• _Prompt_:
Rewrite all of the items below as a single numbered list, leaving out any blank lines.
─── Records
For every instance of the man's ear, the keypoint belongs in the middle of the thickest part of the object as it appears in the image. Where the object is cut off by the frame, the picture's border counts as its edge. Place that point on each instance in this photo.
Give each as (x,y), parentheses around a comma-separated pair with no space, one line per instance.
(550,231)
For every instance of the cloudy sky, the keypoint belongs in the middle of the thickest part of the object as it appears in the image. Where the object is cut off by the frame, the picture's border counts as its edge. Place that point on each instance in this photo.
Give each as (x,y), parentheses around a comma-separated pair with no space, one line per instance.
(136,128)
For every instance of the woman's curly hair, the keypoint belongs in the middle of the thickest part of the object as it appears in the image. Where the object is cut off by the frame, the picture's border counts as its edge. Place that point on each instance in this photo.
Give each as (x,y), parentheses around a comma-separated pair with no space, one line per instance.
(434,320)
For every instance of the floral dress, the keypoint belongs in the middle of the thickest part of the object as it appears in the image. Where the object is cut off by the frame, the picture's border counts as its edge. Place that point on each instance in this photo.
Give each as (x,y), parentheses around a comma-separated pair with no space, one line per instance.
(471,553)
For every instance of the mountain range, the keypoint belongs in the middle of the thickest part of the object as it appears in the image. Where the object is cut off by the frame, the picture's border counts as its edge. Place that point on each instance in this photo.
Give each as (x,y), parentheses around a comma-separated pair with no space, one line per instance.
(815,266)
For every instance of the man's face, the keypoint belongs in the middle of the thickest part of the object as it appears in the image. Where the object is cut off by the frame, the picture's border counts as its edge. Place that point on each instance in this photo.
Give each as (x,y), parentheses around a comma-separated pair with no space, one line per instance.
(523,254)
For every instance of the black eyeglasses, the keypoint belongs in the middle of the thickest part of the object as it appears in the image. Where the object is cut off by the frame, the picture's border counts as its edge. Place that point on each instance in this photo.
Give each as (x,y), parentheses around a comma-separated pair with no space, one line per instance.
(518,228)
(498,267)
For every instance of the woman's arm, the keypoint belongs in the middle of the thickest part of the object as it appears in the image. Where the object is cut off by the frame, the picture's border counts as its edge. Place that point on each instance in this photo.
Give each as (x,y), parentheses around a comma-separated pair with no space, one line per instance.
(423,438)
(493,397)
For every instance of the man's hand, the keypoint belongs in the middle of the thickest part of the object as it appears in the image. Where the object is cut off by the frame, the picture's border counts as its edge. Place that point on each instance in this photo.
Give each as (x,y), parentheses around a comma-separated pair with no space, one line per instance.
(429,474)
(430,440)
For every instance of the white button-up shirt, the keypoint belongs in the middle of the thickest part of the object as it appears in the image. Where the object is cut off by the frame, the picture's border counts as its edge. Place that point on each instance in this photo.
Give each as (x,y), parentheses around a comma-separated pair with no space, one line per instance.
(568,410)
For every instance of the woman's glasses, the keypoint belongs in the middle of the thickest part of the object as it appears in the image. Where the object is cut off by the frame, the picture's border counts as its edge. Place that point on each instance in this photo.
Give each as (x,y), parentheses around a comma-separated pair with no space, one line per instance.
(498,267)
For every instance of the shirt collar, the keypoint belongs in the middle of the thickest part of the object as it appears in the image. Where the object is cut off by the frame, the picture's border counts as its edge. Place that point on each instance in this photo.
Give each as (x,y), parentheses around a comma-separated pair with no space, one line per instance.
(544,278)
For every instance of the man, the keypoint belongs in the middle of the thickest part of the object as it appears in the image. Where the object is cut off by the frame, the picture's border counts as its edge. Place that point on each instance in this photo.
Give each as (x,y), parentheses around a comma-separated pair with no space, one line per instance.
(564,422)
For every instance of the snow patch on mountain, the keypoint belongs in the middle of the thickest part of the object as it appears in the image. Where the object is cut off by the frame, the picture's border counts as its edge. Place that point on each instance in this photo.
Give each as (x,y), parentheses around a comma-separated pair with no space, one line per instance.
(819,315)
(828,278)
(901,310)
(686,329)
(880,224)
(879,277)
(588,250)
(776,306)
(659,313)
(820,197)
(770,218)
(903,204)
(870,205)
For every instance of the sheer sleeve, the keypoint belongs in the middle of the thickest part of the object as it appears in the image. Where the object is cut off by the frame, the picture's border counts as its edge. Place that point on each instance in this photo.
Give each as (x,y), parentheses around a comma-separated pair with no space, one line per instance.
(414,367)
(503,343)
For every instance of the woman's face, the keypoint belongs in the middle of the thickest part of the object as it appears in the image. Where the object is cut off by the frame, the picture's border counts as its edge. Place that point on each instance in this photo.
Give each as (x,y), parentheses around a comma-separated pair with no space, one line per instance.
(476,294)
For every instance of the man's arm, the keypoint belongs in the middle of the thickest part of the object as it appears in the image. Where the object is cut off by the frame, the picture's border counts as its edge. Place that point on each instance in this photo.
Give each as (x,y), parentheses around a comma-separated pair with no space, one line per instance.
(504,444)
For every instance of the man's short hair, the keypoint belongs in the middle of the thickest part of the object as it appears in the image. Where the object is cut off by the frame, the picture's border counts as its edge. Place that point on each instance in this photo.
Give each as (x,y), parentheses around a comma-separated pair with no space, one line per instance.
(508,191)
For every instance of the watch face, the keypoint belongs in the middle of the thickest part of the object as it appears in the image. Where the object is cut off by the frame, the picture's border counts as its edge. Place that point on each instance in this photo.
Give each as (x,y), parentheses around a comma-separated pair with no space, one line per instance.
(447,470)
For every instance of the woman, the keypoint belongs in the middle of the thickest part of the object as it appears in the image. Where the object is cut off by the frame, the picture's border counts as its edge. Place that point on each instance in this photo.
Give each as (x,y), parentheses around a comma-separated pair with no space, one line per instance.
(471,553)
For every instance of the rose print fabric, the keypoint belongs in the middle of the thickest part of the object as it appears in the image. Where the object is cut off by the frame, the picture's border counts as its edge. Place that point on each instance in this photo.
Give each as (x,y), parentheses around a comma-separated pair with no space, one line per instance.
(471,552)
──────
• _The result_:
1. For every instance of the man's ear, the keypoint belongs in the middle of the thickest part of the object as it appears in the image. Where the object is cut off by the frame, the picture's border counts as its edge. Place that point on each instance in this photo.
2. Give each as (x,y), parentheses around a comma-separated pair with no space, one line per instance.
3. (550,231)
4. For every instance of the cloudy sky, the keypoint belongs in the middle of the thickest part of the object as it appears in the image. Where the object is cut off by the frame, the picture's border counts as its edge. Place that point on each instance in this photo.
5. Give each as (x,y), parentheses around a comma-separated pair with no space, one line per instance.
6. (136,128)
7. For every instance of the woman's curly hair, the keypoint belongs in the middle of the thickest part of the object as it appears in the image. Where the object is cut off by the frame, the picture's border counts as its edge. Place that point on each instance in this photo.
8. Give each as (x,y), parentheses around a comma-separated pair with no space, one line per instance.
9. (434,320)
10. For every instance of the floral dress, the keypoint belongs in the middle of the thickest part of the object as it appears in the image. Where the object is cut off by the frame, the picture's border counts as its edge. Place that point on each instance in this photo.
11. Give each as (x,y), parentheses around a comma-separated pair with no space, one line per instance.
12. (471,553)
13. For every instance of the mountain range, the keypoint belongs in the middle of the thickest part of the object as it appears in the image. Where the object is cut off by the frame, the picture's border counts as its edge. Place that point on each instance in this photo.
14. Give each as (x,y), parentheses around a comma-separated pair with no space, one line per instance.
15. (815,266)
16. For every instance of the man's face, the keypoint belongs in the middle of the thickest part of the object as it appears in the image. Where the object is cut off by the frame, the picture's border counts as its edge. Place that point on each instance in this photo.
17. Give each as (x,y), parentheses around a comma-separated pair with no space, one line per instance.
18. (523,254)
19. For every instance of the black eyeglasses, the keypoint belongs in the middle of the thickest part of the object as it appears in the image. Where the object is cut off by the frame, the picture's border counts as its edge. Place that point on each instance in this photo.
20. Give each as (x,y), parentheses around a comma-separated pair with no space, one line per instance.
21. (518,228)
22. (498,267)
23. For every instance of the woman's arm, the keypoint belongs in the middle of the thickest part of the object as it appears in the image. Where the object is cut off by the frame, the picture's border counts as its edge. Place that point on each instance in this photo.
24. Give each as (x,y), parentheses around a comma-separated pair with no space, one line per instance.
25. (423,438)
26. (493,397)
27. For every instance of the man's hand, the keypoint belongs in the middle of the thickest part of the object as it appears in the image. Where the object is cut off by the frame, the picture's border counts as its edge. Place that point on each instance in this photo.
28. Give each as (x,y), parentheses around a comma-separated pair with no space, one line per instance.
29. (429,474)
30. (430,440)
31. For every instance of the white button-up shirt, the keypoint belongs in the middle of the thickest part of the object as it appears in the image. Where the object is cut off by the frame, the picture's border counts as its edge. Place that point on each instance in this photo.
32. Give each as (x,y), parentheses around a comma-separated pair with no space, one line per instance.
33. (568,410)
34. For every instance of the woman's glasses, the keypoint belongs in the middle of the thickest part of the object as it appears in the image. Where the object is cut off by the frame, the picture's border counts as its edge. Place that point on each instance in this photo.
35. Give each as (x,y), parentheses around a comma-separated pair with no space, one line per instance.
36. (498,267)
37. For every instance of the shirt collar, the keypoint belongs in the middle of the thickest part of the object as it appears in the image. Where the object is cut off by the frame, the picture's border counts as its edge. Place that point on each instance in this photo.
38. Give each as (x,y), parentheses around a comma-separated pair with no space, one line per instance.
39. (544,278)
40. For every instance of the man, the keypoint belongs in the middle of the thickest part of the object as it appears in the image. Where the object is cut off by the frame, the picture's border counts as its edge. Place that point on each instance in this photo.
41. Give each as (x,y), parentheses around a comma-separated pair with no space, one line per instance.
42. (564,422)
43. For every instance of the snow patch on mountain, the keypoint belongs in the middle of the thickest part of the object as it appears in the image. Where the object is cut off by the frame, the picture's border counts as its edge. Place that point on each instance in this photo.
44. Give each as (x,y), parentheses around a comma-separated pair with no space, one line per instance.
45. (819,315)
46. (828,278)
47. (901,310)
48. (686,329)
49. (880,224)
50. (879,277)
51. (588,250)
52. (776,306)
53. (659,313)
54. (820,197)
55. (770,218)
56. (903,204)
57. (870,205)
58. For every instance of the sheer sleeve, the keypoint belongs in the middle of the thickest part of the object as it appears in the image. Where the object is cut off by the frame, the picture's border counts as its edge. Place that point on each instance in this photo.
59. Give each as (x,y), parentheses around a comma-separated pair with no space, one line per instance.
60. (414,367)
61. (503,343)
62. For every instance of the woman's face, the keypoint belongs in the middle of the thickest part of the object as it appears in the image. Where the object is cut off by the frame, the picture's border counts as its edge. Place that point on each instance in this photo.
63. Give each as (x,y), parentheses around a comma-separated pair with no space, one line per instance.
64. (476,294)
65. For every instance of the man's arm, the keypoint belongs in the middle of the thickest part of the object as it appears in the image. Where the object is cut off by the frame, the picture's border counts as its edge. Place that point on each instance in this photo.
66. Give each as (x,y), parentheses around a comma-separated pair with no space, one line per instance.
67. (504,444)
68. For every instance of the man's short hair, the keypoint belongs in the middle of the thickest part of the object as it appears in the image. Where the object is cut off by the frame, the picture's border counts as its edge. Place that point on each instance in this photo.
69. Give each as (x,y), parentheses around a comma-separated pair with no space, one line per instance.
70. (508,191)
71. For every instance of the watch face, the keypoint belongs in the middle of the thickest part of the object as it appears in the image. Where the object is cut off by the frame, the picture's border counts as its edge. Place that point on each instance in this photo.
72. Give each as (x,y), parentheses around a comma-separated pair with no space, one line per instance.
73. (447,470)
74. For every instance of the woman, the keypoint belongs in the middle of the thickest part of the object as it appears in the image. Where the object is cut off by the frame, the picture's border counts as its edge. Place that point on each instance in this photo.
75. Give each as (x,y), parentheses around a comma-separated pair with no space, one line per instance.
76. (471,553)
77. For every instance of the rose print fabric, the keypoint belongs in the middle of the thickest part of the object as it appears in the image. Where the object is cut off by the frame, the picture's border counts as its edge. Place that point on each instance in this photo.
78. Give each as (x,y), parentheses around a comma-separated pair with no space, one line per instance.
79. (471,552)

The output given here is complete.